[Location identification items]
....

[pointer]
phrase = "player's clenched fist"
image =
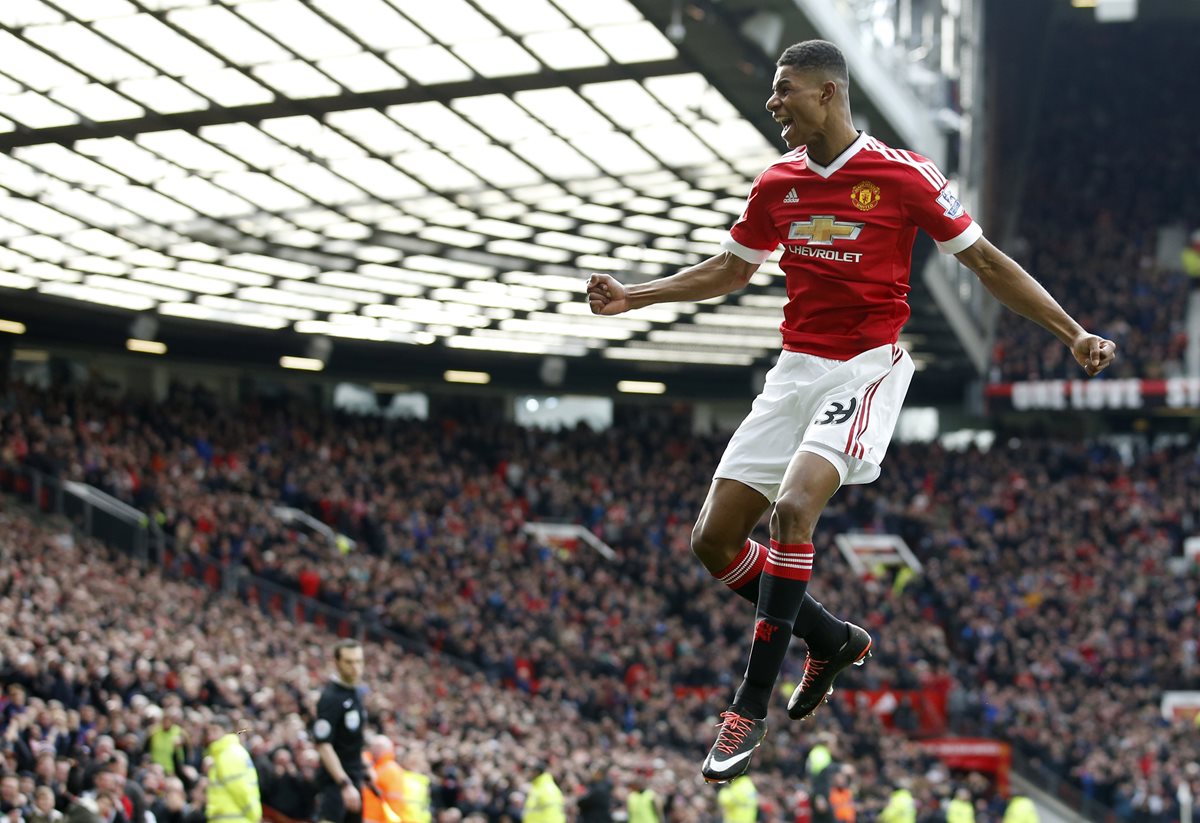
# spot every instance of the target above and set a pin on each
(606, 295)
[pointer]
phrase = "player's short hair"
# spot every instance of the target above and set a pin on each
(817, 55)
(345, 644)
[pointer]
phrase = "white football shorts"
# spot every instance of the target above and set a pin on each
(844, 410)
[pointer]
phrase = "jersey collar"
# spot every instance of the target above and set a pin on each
(840, 160)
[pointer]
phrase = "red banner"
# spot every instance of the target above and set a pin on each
(973, 755)
(921, 712)
(1177, 392)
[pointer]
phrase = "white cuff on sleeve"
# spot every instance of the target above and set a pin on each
(961, 242)
(756, 256)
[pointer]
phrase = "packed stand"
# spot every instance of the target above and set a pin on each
(100, 659)
(1096, 196)
(1048, 560)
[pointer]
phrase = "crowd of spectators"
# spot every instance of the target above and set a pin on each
(1097, 188)
(1048, 598)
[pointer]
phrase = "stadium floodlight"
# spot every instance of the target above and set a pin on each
(363, 73)
(159, 43)
(489, 300)
(183, 280)
(87, 50)
(295, 78)
(99, 265)
(623, 322)
(589, 13)
(628, 103)
(145, 346)
(96, 102)
(526, 17)
(48, 271)
(352, 281)
(451, 236)
(726, 340)
(11, 281)
(228, 86)
(201, 312)
(301, 364)
(615, 234)
(247, 307)
(456, 376)
(573, 242)
(497, 58)
(448, 266)
(280, 298)
(159, 293)
(597, 214)
(528, 251)
(565, 49)
(215, 271)
(678, 356)
(35, 110)
(97, 295)
(515, 344)
(563, 109)
(641, 388)
(430, 65)
(555, 157)
(34, 67)
(655, 224)
(567, 329)
(229, 35)
(635, 42)
(162, 95)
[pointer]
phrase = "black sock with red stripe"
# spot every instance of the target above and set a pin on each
(781, 589)
(816, 625)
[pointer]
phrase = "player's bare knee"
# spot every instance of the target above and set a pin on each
(713, 548)
(795, 518)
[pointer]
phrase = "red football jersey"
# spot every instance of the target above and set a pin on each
(847, 232)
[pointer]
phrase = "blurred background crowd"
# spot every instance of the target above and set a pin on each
(1047, 613)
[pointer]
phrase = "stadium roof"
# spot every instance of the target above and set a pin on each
(435, 176)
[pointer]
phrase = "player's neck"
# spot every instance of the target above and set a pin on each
(828, 146)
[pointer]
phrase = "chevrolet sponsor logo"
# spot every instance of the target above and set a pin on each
(823, 229)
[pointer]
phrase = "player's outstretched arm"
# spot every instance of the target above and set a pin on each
(1017, 289)
(715, 276)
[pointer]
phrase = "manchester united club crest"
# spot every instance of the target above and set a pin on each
(865, 196)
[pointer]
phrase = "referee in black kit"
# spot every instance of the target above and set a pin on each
(339, 733)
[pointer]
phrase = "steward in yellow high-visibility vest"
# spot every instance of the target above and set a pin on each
(232, 794)
(544, 804)
(738, 802)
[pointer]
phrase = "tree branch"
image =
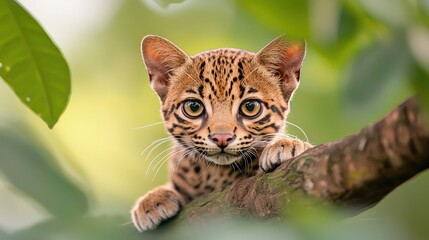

....

What you are asked to do> Format all of the records above as a numbered list, one line per item, with no blank lines. Omit the pictures.

Completed task>
1. [pointer]
2. phrase = "player's clenched fist"
3. image =
4. # spot every instance of the target above and set a pin on each
5. (606, 295)
6. [pointer]
7. phrase = "player's short hair"
8. # spot every instance of the target above and set a pin on each
9. (817, 55)
10. (345, 644)
11. [pointer]
12. phrase = "white football shorts"
13. # spot every instance of the target above and set a pin on each
14. (844, 410)
15. [pointer]
16. phrase = "jersey collar"
17. # spot every instance of the target above and set a pin on each
18. (840, 160)
19. [pointer]
20. phrase = "red banner"
21. # spot every instance of the target above and set a pin on each
22. (973, 755)
23. (921, 712)
24. (1177, 392)
25. [pointer]
26. phrase = "white cuff on sleeve"
27. # spot every instance of the target above and set a pin on each
28. (961, 242)
29. (756, 256)
30. [pointer]
31. phrase = "packed stand"
32. # spot every instance of the target above and set a pin on each
33. (100, 659)
34. (1096, 196)
35. (1048, 560)
36. [pointer]
37. phrase = "crowd of spectators"
38. # spot every instance of the target above and set a pin on each
39. (1097, 188)
40. (1048, 598)
41. [pointer]
42. phrase = "stadium floodlight"
43. # spot every instance of the target above and set a pin on each
44. (363, 73)
45. (159, 43)
46. (489, 300)
47. (183, 280)
48. (87, 50)
49. (295, 78)
50. (99, 265)
51. (623, 322)
52. (589, 13)
53. (628, 103)
54. (145, 346)
55. (96, 102)
56. (526, 17)
57. (48, 271)
58. (352, 281)
59. (451, 236)
60. (726, 340)
61. (11, 281)
62. (228, 86)
63. (201, 312)
64. (301, 364)
65. (615, 234)
66. (247, 307)
67. (456, 376)
68. (573, 242)
69. (497, 58)
70. (448, 266)
71. (280, 298)
72. (159, 293)
73. (597, 214)
74. (528, 251)
75. (565, 49)
76. (215, 271)
77. (678, 356)
78. (35, 110)
79. (97, 295)
80. (515, 344)
81. (563, 109)
82. (641, 388)
83. (430, 65)
84. (555, 157)
85. (34, 67)
86. (655, 224)
87. (567, 329)
88. (229, 35)
89. (635, 42)
90. (162, 95)
91. [pointer]
92. phrase = "black sock with red stripe"
93. # spot every instance of the target above and set a pin on each
94. (781, 589)
95. (816, 625)
96. [pointer]
97. phrase = "player's bare knee"
98. # spot every instance of the target above and set a pin on each
99. (713, 548)
100. (795, 518)
101. [pointer]
102. phrase = "red football jersey"
103. # spot every instance of the target above and set a pin on each
104. (847, 232)
105. [pointer]
106. phrase = "blurred background crowd"
107. # spot every instance of the target above and set a pin on each
108. (1047, 613)
109. [pointer]
110. phrase = "stadium roof"
111. # spot every instance of the target above and set a pin on each
112. (435, 176)
113. [pointer]
114. phrase = "player's neck"
115. # spot every instance of the target above and set a pin on each
116. (828, 146)
117. [pointer]
118. phrase = "chevrolet sponsor logo"
119. # spot every instance of the target above and set a pin on each
120. (823, 229)
121. [pointer]
122. phrase = "player's outstretched arm"
123. # spot every instance of the target above and set a pin on each
124. (1017, 289)
125. (715, 276)
126. [pointer]
127. phrase = "manchester united club crest"
128. # spot every instance of the target above and set a pin on each
129. (865, 196)
130. [pointer]
131. phrase = "referee in black kit"
132. # spot every instance of the target above and set a pin on each
133. (339, 733)
134. [pointer]
135. phrase = "steward in yellow high-visibility vest"
136. # spot every instance of the target above and set a pin on each
137. (232, 794)
138. (544, 804)
139. (738, 802)
140. [pointer]
141. phrase = "tree branch"
142. image =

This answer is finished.